**Instrução:** Reproduza, sem alterações, a passagem do texto sobre trabalho e capital que se inicia com as palavras contendo "Como a saudosa" e se encerra em "ostentação do capital.".

**Trecho para leitura:**
::::
Como a saudosa professora Maria da
Conceição Tavares dizia em suas aulas,5 pobre
precisa fazer política, porque o rico faz política nos almoços das
sextas-feiras. Não existe canal para o trabalhador ser ouvido e
representado quando ele se encontra na condução lotada e, ao chegar ao
trabalho, recebe a alcunha de colaborador. Os vértices foram invertidos e
ignorados. Os economistas da governabilidade esqueceram-se que o trabalhador se
ilustra naquele indivíduo do qual se extrai a mais-valia e, retroagindo-se
alguns poucos anos ao passado, era esvaziado na acepção de propriedade. O
compromisso do Estado Democrático Social não está em converter o orçamento nas
aspirações de ganho do especulador financeiro, que propugna pela austeridade ao
trabalhador em favor da ostentação do capital.
O momento que o mundo e o Brasil vivem é sem
precedentes, o compromisso capital-trabalho não foi
rompido – pois ele nunca existiu –, porém, o modo pelo qual o trabalhado é
pilhado, espoliado, despojado, jamais se apresentou de forma tão escancarada.
::::
**Dados:**
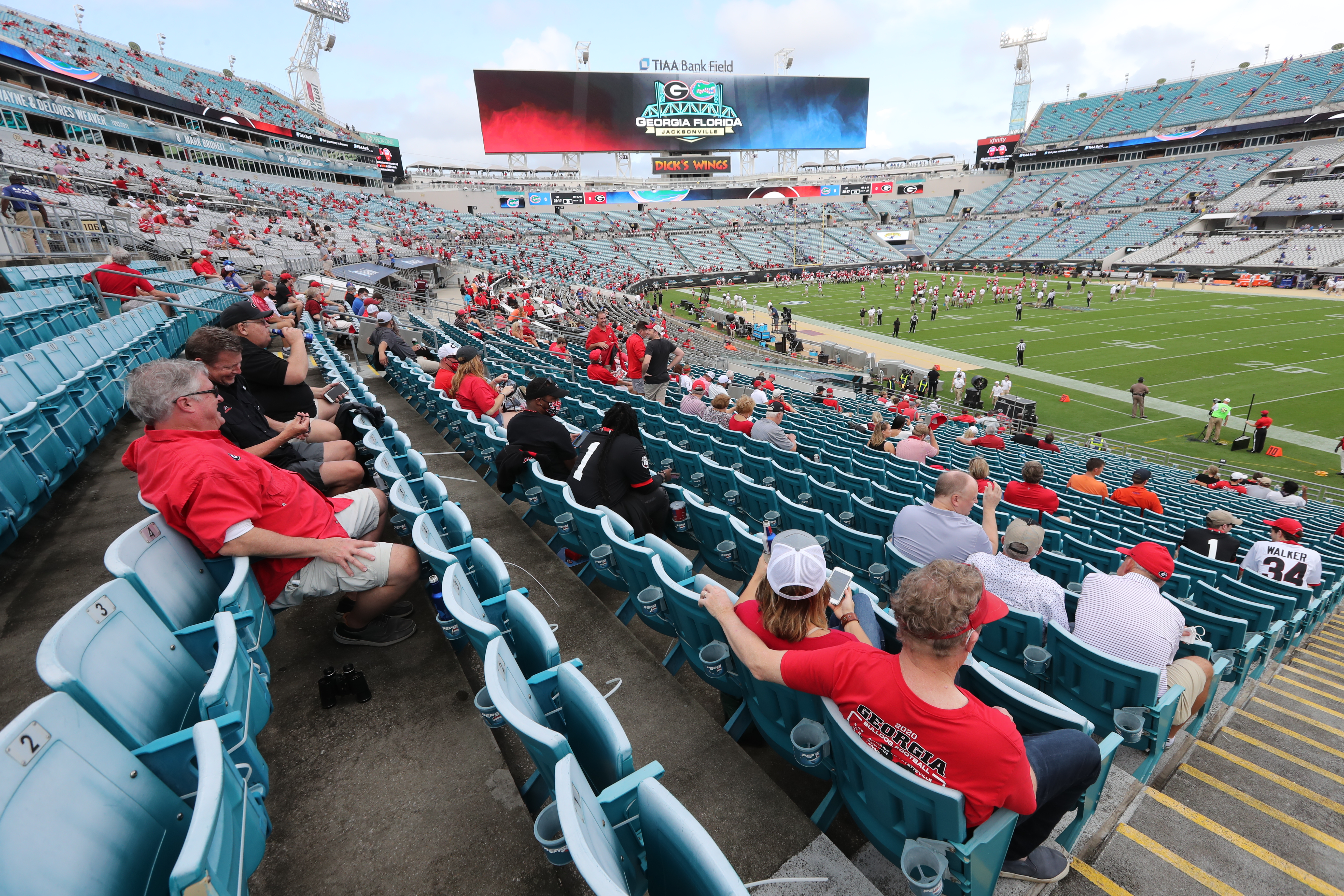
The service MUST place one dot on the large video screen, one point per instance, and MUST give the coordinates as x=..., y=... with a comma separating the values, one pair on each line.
::::
**Tarefa concluída:**
Como a saudosa professora Maria da
Conceição Tavares dizia em suas aulas,5 pobre
precisa fazer política, porque o rico faz política nos almoços das
sextas-feiras. Não existe canal para o trabalhador ser ouvido e
representado quando ele se encontra na condução lotada e, ao chegar ao
trabalho, recebe a alcunha de colaborador. Os vértices foram invertidos e
ignorados. Os economistas da governabilidade esqueceram-se que o trabalhador se
ilustra naquele indivíduo do qual se extrai a mais-valia e, retroagindo-se
alguns poucos anos ao passado, era esvaziado na acepção de propriedade. O
compromisso do Estado Democrático Social não está em converter o orçamento nas
aspirações de ganho do especulador financeiro, que propugna pela austeridade ao
trabalhador em favor da ostentação do capital.